:: Task prompt ::
What you give must be the lines from the one containing "Where can you find the boat handrail" through the last line of the listing below, exactly, with nothing else and no pictures.

:: Extracted data ::
• • •

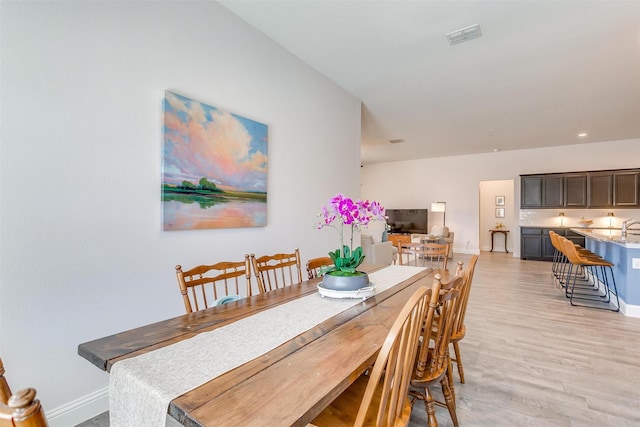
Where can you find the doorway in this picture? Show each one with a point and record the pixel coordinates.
(497, 207)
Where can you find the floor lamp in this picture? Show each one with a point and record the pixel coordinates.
(440, 207)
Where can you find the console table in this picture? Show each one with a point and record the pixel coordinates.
(493, 232)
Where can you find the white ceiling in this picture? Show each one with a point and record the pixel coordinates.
(542, 72)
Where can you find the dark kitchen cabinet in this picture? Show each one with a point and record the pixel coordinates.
(531, 192)
(626, 188)
(535, 242)
(553, 191)
(542, 191)
(575, 190)
(600, 191)
(597, 189)
(530, 243)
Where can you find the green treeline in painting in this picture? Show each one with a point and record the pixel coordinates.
(205, 187)
(214, 169)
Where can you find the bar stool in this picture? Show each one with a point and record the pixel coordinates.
(585, 267)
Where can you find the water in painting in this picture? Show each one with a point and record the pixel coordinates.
(215, 167)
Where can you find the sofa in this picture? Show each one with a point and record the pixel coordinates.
(377, 252)
(376, 248)
(445, 236)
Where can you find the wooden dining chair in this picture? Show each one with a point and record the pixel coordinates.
(277, 271)
(5, 391)
(433, 356)
(417, 253)
(381, 398)
(21, 409)
(458, 330)
(314, 266)
(206, 285)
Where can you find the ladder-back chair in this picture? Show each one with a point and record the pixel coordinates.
(381, 398)
(417, 253)
(314, 266)
(20, 409)
(433, 356)
(208, 285)
(458, 330)
(277, 271)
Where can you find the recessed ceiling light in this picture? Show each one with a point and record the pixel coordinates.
(465, 34)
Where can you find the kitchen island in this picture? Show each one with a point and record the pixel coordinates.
(621, 251)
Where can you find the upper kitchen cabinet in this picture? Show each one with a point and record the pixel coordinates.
(531, 191)
(597, 189)
(575, 190)
(626, 189)
(600, 192)
(542, 191)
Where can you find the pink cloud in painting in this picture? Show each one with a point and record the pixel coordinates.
(202, 141)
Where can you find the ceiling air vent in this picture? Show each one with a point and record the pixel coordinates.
(465, 34)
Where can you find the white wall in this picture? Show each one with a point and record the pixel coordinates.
(82, 251)
(418, 183)
(489, 190)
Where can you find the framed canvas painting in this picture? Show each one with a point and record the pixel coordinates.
(214, 171)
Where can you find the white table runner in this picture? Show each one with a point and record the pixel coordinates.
(141, 388)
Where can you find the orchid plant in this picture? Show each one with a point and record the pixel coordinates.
(343, 212)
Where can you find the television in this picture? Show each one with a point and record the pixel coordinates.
(407, 221)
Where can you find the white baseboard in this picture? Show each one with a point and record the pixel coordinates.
(79, 410)
(629, 310)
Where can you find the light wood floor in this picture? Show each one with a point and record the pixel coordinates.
(531, 359)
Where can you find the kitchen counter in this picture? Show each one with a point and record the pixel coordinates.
(624, 253)
(612, 235)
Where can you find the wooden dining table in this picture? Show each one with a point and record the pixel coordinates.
(287, 386)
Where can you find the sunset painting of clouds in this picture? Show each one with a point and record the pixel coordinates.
(215, 167)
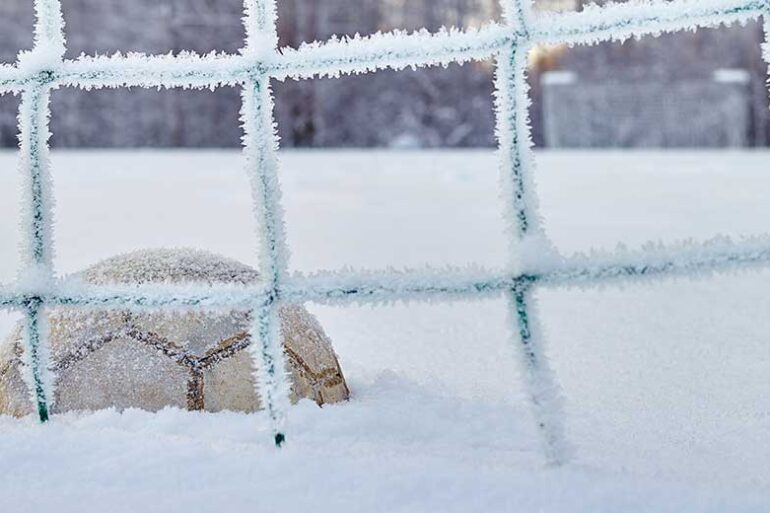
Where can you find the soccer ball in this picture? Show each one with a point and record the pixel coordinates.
(149, 360)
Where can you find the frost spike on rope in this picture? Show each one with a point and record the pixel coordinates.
(34, 114)
(260, 143)
(523, 221)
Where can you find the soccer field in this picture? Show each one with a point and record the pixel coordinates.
(665, 382)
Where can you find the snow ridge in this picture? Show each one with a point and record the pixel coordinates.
(534, 262)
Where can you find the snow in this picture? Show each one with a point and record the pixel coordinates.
(663, 382)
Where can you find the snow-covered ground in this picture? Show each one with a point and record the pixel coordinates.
(665, 382)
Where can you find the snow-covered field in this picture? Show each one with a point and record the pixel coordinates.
(665, 382)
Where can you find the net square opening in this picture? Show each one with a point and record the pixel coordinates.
(112, 201)
(685, 124)
(10, 189)
(17, 21)
(153, 27)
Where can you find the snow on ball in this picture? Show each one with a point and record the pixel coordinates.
(150, 360)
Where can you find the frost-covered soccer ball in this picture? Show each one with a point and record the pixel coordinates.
(150, 360)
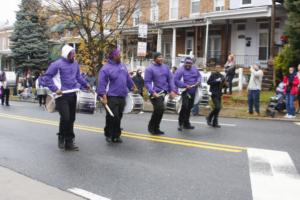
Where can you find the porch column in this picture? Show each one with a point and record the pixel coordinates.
(206, 42)
(158, 45)
(174, 48)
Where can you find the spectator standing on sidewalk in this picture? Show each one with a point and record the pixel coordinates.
(254, 88)
(216, 82)
(139, 81)
(5, 92)
(230, 72)
(291, 83)
(298, 96)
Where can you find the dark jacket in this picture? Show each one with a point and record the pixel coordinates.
(139, 82)
(215, 85)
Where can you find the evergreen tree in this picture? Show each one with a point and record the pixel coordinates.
(289, 56)
(29, 39)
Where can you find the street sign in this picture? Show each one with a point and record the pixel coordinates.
(143, 30)
(142, 49)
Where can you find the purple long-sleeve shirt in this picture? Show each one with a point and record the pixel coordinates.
(159, 78)
(184, 77)
(64, 75)
(114, 80)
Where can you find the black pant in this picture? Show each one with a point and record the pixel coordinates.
(113, 124)
(66, 106)
(214, 114)
(229, 79)
(5, 96)
(185, 112)
(42, 99)
(158, 111)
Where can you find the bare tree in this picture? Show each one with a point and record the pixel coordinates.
(100, 22)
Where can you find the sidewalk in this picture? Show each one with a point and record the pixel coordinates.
(15, 186)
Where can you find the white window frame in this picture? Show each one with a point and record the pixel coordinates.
(191, 7)
(154, 11)
(187, 38)
(136, 17)
(222, 7)
(171, 8)
(119, 13)
(246, 4)
(263, 31)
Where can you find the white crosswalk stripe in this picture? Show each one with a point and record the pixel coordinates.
(273, 175)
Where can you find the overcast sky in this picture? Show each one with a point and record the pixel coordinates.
(8, 10)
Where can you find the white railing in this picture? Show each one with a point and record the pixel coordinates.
(237, 81)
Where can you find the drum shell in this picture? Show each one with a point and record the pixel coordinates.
(50, 103)
(173, 104)
(11, 79)
(134, 103)
(86, 101)
(41, 91)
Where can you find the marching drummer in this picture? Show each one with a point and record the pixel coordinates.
(187, 77)
(114, 82)
(62, 78)
(159, 81)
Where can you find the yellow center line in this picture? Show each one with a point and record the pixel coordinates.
(162, 139)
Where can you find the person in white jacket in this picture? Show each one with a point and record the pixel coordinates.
(254, 88)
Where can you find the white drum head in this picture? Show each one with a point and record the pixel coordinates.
(198, 95)
(128, 104)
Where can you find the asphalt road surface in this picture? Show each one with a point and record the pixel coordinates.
(244, 160)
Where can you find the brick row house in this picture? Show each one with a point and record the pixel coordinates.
(208, 29)
(6, 62)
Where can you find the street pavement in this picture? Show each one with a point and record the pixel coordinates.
(230, 163)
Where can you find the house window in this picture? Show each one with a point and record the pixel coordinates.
(106, 18)
(136, 17)
(189, 43)
(263, 26)
(167, 50)
(263, 46)
(245, 2)
(241, 27)
(121, 14)
(195, 6)
(154, 11)
(174, 9)
(219, 5)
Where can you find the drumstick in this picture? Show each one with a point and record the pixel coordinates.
(109, 110)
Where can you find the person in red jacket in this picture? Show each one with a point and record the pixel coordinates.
(291, 82)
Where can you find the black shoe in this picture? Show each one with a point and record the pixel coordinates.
(117, 140)
(216, 126)
(180, 128)
(189, 127)
(61, 142)
(159, 132)
(108, 140)
(208, 122)
(70, 146)
(151, 130)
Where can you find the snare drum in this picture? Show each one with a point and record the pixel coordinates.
(86, 101)
(173, 104)
(198, 95)
(41, 91)
(50, 103)
(134, 103)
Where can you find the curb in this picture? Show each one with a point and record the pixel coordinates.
(148, 108)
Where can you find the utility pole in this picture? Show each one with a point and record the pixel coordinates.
(272, 49)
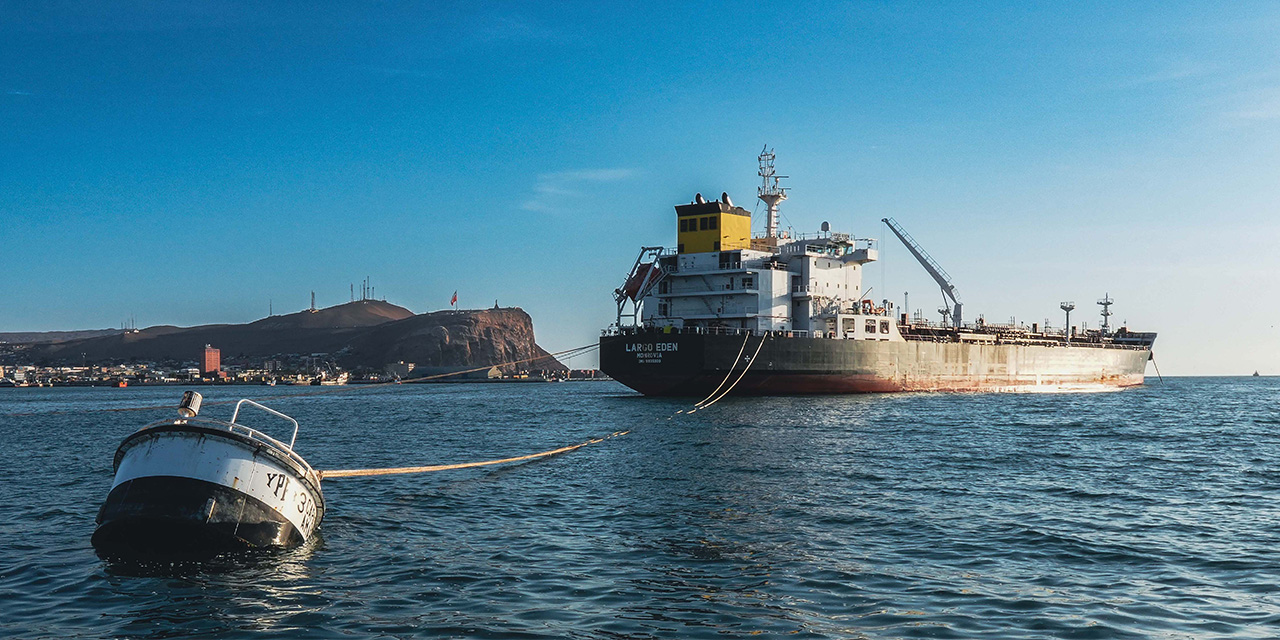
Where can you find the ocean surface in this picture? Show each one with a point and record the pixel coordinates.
(1152, 512)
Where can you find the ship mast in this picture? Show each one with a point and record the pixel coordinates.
(769, 191)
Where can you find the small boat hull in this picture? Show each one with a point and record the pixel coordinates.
(204, 487)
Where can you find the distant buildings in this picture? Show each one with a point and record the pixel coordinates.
(213, 361)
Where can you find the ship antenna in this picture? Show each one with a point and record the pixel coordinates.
(769, 191)
(1068, 307)
(1106, 312)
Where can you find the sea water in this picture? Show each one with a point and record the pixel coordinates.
(1151, 512)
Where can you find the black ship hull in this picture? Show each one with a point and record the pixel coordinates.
(658, 362)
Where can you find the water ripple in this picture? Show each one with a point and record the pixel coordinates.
(1086, 516)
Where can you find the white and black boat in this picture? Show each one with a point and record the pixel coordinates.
(193, 485)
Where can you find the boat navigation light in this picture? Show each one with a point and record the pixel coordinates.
(190, 405)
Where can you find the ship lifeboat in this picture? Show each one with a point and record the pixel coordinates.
(195, 485)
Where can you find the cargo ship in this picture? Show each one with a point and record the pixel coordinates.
(730, 312)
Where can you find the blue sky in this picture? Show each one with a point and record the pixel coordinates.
(188, 161)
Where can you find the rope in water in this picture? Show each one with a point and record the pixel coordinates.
(387, 471)
(731, 366)
(572, 352)
(748, 368)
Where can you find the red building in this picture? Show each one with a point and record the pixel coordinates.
(213, 360)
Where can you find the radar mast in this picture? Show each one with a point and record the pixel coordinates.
(769, 191)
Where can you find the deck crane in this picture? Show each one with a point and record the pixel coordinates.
(932, 266)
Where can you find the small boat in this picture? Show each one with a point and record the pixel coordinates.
(195, 485)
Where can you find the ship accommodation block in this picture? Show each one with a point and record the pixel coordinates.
(717, 279)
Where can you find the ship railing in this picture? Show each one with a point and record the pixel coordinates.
(1027, 342)
(707, 330)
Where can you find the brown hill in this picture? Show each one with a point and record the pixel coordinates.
(448, 339)
(366, 333)
(42, 337)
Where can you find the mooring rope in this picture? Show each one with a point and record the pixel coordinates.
(731, 366)
(748, 368)
(387, 471)
(572, 352)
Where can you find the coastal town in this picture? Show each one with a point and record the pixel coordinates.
(289, 369)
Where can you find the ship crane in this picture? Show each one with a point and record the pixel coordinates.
(932, 266)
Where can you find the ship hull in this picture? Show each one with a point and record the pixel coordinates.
(688, 364)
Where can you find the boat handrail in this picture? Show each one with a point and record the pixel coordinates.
(254, 434)
(269, 410)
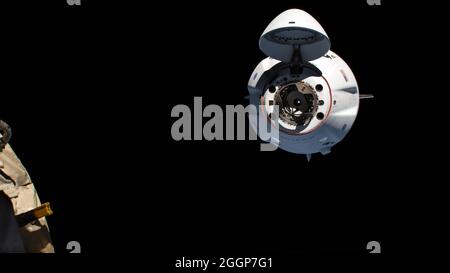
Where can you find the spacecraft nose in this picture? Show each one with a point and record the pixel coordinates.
(292, 29)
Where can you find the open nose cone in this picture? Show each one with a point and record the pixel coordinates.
(292, 29)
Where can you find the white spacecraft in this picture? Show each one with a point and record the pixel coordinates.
(315, 90)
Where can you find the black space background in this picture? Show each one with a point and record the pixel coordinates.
(89, 90)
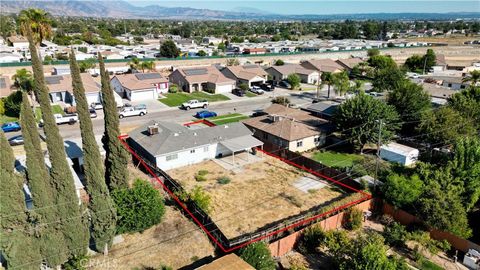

• • •

:: Your solution ::
Where can you find the boat handrail in this picture? Show each one with a point and record the pixel coordinates.
(254, 434)
(269, 410)
Where can you find the spacecraft nose in this picture? Show each one with a point and record the pixel coordinates.
(292, 29)
Where can you find the open nose cone in this picture? Show each one with a point and record the pixel coordinates.
(292, 29)
Where can you find the white spacecraft in this picture? Show each one with a point and record the pixel coordinates.
(315, 90)
Where can you find the black space background in this picture? Show each one with a point and record the pixel coordinates.
(89, 90)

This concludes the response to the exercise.